§ **Ce qui est demandé**:
Reproduisez à l'identique les lignes, depuis la première jusqu'à celle qui contient "(224, 1005)", incluse.

□ □ □ □ □ □ □

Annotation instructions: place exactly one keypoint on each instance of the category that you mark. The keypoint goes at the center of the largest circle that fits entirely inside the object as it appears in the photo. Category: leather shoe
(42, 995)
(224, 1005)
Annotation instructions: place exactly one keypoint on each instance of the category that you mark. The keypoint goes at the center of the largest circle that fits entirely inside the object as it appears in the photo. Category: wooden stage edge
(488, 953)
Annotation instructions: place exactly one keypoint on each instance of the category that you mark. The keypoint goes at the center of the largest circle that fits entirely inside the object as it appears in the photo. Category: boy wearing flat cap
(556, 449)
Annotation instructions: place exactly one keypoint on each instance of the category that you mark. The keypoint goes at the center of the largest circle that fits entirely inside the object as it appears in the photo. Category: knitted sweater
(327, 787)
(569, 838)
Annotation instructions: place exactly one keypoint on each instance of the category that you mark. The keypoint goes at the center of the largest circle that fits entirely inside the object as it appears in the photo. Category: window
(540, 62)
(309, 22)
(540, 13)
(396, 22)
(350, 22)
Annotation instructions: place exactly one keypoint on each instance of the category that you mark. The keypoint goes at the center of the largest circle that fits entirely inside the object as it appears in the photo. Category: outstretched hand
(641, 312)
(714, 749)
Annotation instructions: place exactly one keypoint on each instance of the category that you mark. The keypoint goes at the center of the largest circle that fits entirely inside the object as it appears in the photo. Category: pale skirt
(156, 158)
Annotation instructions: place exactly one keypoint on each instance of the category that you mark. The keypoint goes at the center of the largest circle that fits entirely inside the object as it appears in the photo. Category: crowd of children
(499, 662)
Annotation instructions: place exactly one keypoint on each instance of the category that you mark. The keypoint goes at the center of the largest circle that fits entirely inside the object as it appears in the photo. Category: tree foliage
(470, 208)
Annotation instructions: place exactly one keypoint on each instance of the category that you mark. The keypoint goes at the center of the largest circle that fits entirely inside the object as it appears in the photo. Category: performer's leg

□ □ □ □ □ □ □

§ **Résultat de l'exercice**:
Annotation instructions: place exactly one keypoint on each instance of the category that you mark. The keypoint goes at the center of the largest circle that fits entirely inside the object as it appears in the photo. Category: leather shoe
(42, 995)
(224, 1005)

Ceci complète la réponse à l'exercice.